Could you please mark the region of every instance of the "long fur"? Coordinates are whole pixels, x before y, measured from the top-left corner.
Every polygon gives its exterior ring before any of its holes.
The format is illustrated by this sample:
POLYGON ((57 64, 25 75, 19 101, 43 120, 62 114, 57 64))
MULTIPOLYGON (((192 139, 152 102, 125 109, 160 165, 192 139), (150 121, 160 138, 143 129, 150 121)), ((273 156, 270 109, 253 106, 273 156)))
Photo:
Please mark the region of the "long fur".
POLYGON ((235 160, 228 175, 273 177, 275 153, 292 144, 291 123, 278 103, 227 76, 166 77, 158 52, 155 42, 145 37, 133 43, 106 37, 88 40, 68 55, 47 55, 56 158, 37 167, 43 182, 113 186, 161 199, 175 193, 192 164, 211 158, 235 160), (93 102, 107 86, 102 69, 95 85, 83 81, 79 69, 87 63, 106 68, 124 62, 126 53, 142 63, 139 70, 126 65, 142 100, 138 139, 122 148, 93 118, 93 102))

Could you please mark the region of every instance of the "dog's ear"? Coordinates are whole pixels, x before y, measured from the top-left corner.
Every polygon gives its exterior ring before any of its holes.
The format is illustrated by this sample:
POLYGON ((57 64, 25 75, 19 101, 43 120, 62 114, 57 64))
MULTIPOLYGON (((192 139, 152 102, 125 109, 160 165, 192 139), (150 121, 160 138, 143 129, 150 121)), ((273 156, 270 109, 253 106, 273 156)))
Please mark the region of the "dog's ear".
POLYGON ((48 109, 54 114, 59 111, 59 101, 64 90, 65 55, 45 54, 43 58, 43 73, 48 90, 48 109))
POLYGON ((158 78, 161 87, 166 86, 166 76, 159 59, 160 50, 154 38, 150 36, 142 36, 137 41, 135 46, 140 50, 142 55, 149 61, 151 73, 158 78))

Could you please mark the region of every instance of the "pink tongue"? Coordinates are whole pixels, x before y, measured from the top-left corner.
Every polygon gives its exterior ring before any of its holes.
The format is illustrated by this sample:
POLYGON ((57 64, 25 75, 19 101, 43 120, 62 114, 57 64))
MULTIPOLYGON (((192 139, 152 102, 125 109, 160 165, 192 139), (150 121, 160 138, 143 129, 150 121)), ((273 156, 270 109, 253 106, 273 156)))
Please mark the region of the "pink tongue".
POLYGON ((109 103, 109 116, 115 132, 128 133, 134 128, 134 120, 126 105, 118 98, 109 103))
========
* EXERCISE AIM *
Write the data back out verbatim.

* SOLUTION TO THIS PROBLEM *
Could you please mark the region of every instance of the "long fur"? Coordinates are whole pixels, x before y, measured from the top-left corner.
Every polygon gives its exterior ring before any of its holes.
The format is illustrated by this sample:
POLYGON ((57 64, 25 75, 19 101, 43 120, 62 114, 57 64))
MULTIPOLYGON (((192 139, 152 102, 125 109, 160 165, 192 139), (150 121, 160 138, 143 129, 150 121)), ((273 156, 270 109, 253 106, 273 156)))
Photo:
Please mark the region of the "long fur".
POLYGON ((235 160, 228 175, 273 177, 275 153, 292 144, 291 123, 278 103, 227 76, 166 77, 158 52, 155 42, 145 37, 133 43, 106 37, 88 40, 68 55, 47 55, 56 158, 37 167, 43 182, 113 186, 161 199, 175 193, 192 164, 211 158, 235 160), (93 102, 107 86, 102 69, 95 85, 83 81, 79 69, 87 63, 106 68, 124 62, 126 53, 142 63, 139 70, 126 65, 142 100, 138 139, 122 148, 93 118, 93 102))

Could you please mark the region of every instance of the "dog's ear"? Coordinates are whole pixels, x before y, measured from the top-left corner.
Every polygon gives its exterior ring before any of its holes.
The format is illustrated by this sample:
POLYGON ((57 64, 25 75, 19 101, 43 120, 62 114, 57 64))
MULTIPOLYGON (((192 139, 152 102, 125 109, 160 165, 192 139), (150 121, 160 138, 143 129, 150 121)), ((273 156, 270 109, 253 106, 273 156)))
Please mark the region of the "dog's ear".
POLYGON ((48 109, 54 114, 59 111, 59 101, 64 90, 65 55, 45 54, 43 58, 43 73, 48 90, 48 109))
POLYGON ((158 78, 161 87, 166 86, 166 76, 159 59, 160 50, 154 38, 150 36, 142 36, 137 41, 135 46, 140 50, 142 55, 149 61, 151 73, 158 78))

Could you please mark the region of every instance of the "pink tongue"? Coordinates are whole pixels, x before y, measured from the top-left corner.
Every polygon gives its exterior ring before any of its holes.
The format is illustrated by this sample:
POLYGON ((57 64, 25 75, 19 101, 43 120, 62 114, 57 64))
MULTIPOLYGON (((192 139, 152 102, 125 109, 160 165, 192 139), (150 121, 160 138, 143 129, 150 121)), ((273 156, 270 109, 253 106, 273 156)))
Please mark the region of the "pink tongue".
POLYGON ((109 103, 109 116, 115 132, 128 133, 134 128, 134 120, 126 105, 118 98, 109 103))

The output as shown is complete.